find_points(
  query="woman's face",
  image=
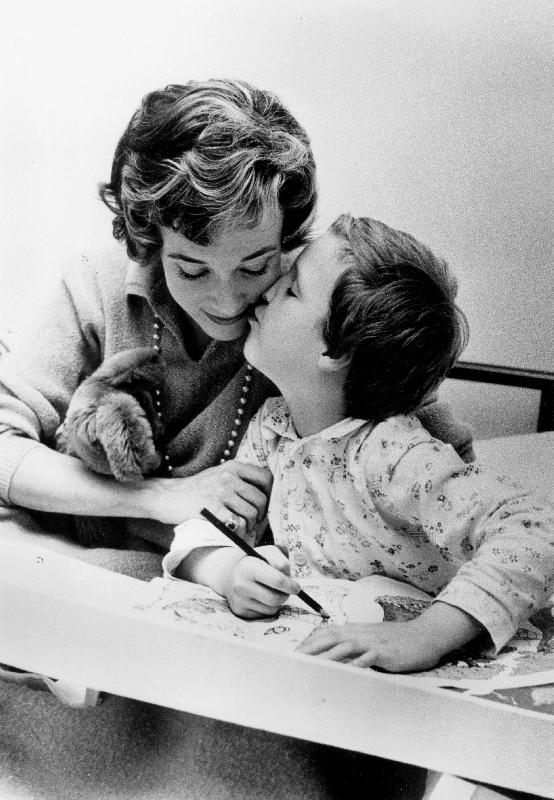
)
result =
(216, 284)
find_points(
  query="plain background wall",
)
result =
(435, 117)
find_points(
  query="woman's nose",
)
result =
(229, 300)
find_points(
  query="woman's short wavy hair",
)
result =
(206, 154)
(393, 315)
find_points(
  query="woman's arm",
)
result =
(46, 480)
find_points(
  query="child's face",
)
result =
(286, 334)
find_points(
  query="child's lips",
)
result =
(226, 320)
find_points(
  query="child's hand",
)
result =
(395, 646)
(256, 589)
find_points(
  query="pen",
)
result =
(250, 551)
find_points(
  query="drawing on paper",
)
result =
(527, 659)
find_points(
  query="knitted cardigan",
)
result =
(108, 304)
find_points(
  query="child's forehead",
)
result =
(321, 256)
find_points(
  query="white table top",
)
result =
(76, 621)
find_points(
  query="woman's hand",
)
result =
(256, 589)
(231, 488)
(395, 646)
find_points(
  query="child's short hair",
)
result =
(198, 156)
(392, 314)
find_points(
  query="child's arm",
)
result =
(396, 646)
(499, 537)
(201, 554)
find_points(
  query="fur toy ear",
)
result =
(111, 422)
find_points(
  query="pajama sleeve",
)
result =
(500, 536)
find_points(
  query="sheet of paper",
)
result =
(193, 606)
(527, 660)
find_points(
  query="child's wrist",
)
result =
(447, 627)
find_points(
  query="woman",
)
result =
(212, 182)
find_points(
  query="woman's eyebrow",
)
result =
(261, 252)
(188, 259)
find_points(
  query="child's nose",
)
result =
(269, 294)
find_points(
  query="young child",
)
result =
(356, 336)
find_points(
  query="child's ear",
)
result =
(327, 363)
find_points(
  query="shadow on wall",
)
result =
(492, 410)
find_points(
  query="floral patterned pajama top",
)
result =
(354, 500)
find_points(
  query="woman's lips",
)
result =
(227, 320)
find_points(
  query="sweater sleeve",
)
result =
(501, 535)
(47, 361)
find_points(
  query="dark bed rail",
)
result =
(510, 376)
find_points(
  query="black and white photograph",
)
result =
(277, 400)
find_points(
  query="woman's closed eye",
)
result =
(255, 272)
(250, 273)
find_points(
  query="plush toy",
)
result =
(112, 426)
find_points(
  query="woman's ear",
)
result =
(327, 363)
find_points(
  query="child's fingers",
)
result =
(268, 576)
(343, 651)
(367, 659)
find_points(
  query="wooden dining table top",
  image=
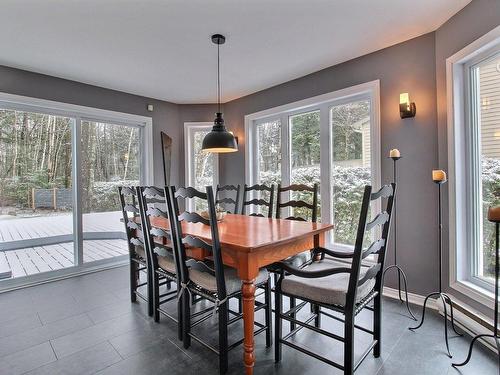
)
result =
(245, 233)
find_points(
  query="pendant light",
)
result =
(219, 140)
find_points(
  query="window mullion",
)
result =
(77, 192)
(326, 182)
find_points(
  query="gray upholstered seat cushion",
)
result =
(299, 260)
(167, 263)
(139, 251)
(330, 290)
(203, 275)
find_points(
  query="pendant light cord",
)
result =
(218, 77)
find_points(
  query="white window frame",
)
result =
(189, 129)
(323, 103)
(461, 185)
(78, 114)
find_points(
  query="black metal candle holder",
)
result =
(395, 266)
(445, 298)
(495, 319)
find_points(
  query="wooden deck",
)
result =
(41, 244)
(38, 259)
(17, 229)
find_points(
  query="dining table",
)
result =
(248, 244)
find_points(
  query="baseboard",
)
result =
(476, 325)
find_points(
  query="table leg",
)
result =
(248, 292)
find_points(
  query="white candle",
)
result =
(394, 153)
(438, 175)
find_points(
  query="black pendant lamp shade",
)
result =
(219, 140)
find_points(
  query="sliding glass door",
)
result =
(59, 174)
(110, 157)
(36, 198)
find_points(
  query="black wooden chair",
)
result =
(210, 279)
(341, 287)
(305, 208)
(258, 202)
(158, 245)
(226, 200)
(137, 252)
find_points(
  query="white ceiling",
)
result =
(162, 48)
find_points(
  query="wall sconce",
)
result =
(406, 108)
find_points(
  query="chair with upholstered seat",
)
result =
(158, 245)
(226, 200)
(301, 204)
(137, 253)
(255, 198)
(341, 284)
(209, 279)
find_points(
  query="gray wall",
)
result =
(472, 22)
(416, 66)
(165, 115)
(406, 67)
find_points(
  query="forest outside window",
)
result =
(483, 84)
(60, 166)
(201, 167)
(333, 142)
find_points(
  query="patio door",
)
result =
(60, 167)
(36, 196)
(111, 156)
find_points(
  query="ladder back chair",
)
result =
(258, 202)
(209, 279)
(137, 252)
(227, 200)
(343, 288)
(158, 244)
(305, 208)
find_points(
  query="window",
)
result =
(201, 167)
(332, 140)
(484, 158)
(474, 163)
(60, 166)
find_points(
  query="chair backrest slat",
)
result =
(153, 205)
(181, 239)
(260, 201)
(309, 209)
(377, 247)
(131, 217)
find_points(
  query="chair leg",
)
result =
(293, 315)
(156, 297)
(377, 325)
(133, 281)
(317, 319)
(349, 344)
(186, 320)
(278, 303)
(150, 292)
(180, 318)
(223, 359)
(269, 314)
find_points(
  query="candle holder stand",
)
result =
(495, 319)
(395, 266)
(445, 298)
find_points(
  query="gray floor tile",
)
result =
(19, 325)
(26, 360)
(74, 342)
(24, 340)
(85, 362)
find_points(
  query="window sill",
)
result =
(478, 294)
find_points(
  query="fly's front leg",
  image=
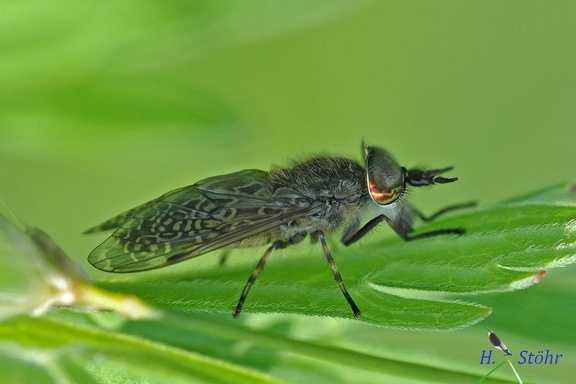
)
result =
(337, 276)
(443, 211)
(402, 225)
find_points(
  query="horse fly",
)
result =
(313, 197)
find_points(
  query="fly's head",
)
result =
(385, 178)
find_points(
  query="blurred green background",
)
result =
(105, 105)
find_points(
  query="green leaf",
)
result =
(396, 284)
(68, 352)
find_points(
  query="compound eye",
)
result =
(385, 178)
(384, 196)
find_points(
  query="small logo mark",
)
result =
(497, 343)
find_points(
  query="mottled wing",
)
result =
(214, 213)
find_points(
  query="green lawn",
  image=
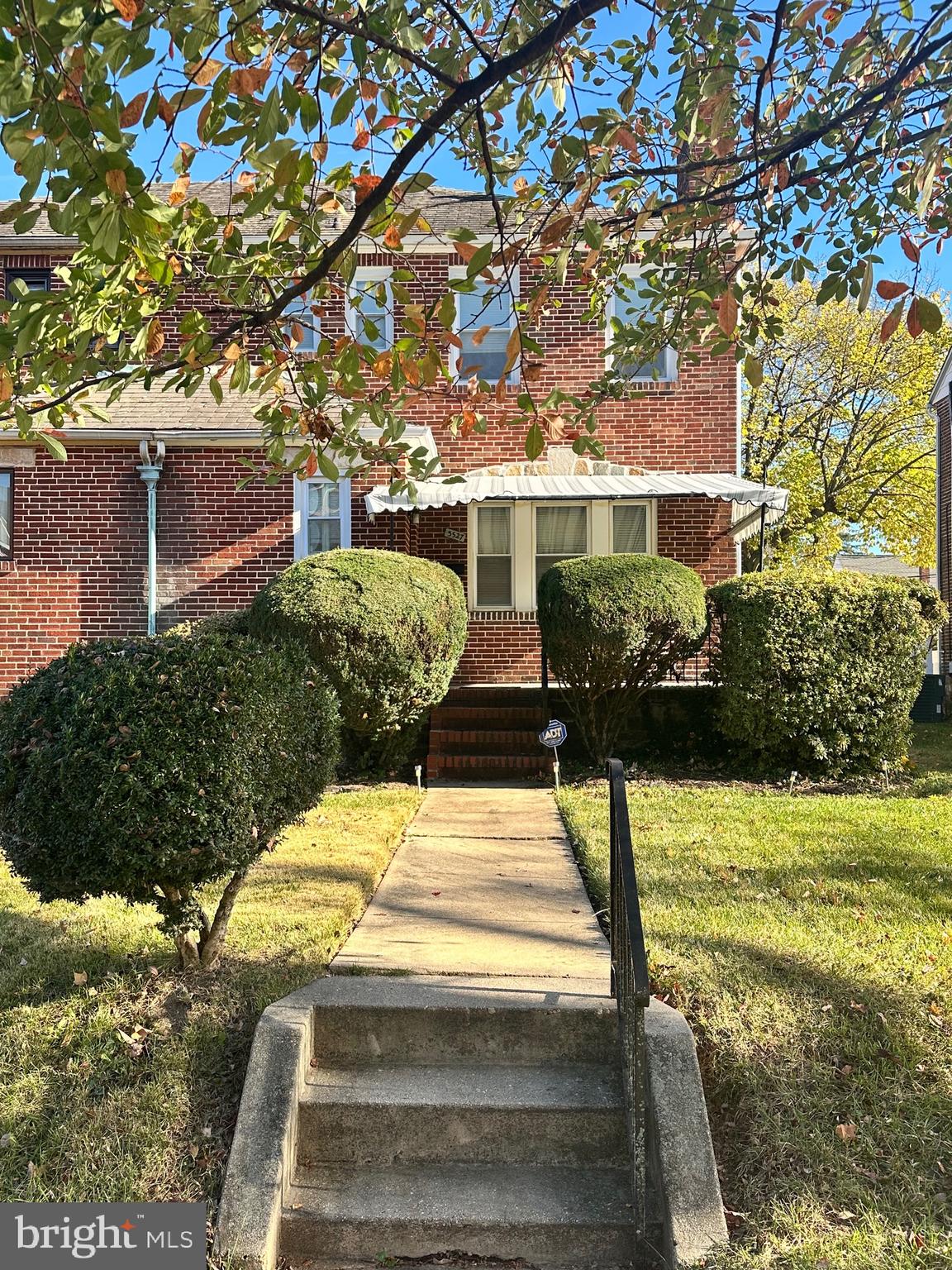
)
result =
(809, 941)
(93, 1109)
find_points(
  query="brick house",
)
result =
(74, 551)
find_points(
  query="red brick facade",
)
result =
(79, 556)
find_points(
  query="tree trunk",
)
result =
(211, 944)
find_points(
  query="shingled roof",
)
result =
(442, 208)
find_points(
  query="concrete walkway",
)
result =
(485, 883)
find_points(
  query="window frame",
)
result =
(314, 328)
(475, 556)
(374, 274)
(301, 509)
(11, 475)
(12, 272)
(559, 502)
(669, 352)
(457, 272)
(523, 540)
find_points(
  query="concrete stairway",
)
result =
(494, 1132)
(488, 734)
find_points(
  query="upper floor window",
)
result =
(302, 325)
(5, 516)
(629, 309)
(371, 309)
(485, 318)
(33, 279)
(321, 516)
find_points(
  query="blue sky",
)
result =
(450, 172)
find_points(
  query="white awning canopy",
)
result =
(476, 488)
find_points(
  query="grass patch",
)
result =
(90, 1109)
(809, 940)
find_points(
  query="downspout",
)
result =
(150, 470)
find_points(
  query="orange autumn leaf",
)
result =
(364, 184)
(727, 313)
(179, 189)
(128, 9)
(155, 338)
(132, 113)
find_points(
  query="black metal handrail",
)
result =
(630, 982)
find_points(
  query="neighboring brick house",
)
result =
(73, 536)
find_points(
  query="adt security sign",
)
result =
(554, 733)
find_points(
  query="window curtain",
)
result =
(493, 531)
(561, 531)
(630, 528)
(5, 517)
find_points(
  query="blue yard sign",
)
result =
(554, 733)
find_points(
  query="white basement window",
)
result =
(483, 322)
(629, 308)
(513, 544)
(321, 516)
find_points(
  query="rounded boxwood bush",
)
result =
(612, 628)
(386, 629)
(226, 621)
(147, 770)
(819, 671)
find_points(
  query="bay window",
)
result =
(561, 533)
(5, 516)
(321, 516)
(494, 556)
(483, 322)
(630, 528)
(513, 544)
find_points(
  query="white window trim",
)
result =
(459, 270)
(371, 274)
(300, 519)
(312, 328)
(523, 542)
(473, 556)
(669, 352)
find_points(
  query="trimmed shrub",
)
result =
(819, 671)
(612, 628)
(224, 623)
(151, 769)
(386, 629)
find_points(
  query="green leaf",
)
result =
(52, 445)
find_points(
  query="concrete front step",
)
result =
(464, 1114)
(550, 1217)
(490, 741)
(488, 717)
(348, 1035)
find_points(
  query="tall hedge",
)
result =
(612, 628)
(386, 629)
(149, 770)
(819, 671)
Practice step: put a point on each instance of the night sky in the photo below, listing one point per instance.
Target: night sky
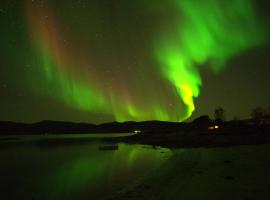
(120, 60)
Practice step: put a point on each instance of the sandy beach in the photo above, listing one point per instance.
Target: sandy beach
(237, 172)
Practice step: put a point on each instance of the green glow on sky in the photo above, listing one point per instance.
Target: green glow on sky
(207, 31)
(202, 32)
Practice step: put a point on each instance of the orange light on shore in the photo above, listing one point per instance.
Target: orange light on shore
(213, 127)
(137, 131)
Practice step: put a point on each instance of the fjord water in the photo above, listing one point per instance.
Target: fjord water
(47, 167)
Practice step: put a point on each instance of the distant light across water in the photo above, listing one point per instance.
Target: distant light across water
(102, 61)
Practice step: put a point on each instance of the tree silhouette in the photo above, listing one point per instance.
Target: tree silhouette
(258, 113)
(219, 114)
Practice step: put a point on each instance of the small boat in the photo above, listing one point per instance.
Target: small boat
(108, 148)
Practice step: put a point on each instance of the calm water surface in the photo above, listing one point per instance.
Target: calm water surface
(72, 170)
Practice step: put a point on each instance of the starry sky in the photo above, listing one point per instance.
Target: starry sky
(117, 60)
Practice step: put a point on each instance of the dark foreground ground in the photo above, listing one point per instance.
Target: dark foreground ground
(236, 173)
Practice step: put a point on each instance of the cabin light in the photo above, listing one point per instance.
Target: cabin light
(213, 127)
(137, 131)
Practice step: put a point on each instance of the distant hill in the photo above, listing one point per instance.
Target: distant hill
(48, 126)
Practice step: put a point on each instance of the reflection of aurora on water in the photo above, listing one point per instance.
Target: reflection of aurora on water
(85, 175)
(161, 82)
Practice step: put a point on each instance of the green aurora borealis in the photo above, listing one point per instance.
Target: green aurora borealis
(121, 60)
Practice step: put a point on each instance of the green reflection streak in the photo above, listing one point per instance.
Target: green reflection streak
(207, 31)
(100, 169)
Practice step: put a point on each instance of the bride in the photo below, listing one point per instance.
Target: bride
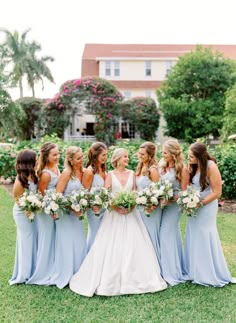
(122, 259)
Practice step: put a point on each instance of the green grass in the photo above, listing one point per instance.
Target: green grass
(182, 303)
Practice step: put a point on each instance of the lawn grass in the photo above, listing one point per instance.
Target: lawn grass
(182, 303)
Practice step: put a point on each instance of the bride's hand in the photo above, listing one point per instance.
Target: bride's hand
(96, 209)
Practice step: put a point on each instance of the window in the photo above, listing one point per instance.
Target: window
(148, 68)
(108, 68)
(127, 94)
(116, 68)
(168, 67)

##########

# AIM OF THE TASK:
When a line of the records has the word "sign", pick it out and copy it.

# ANSWER FOR THIS EXERCISE:
  query="adt security sign",
  query="blue yard sign",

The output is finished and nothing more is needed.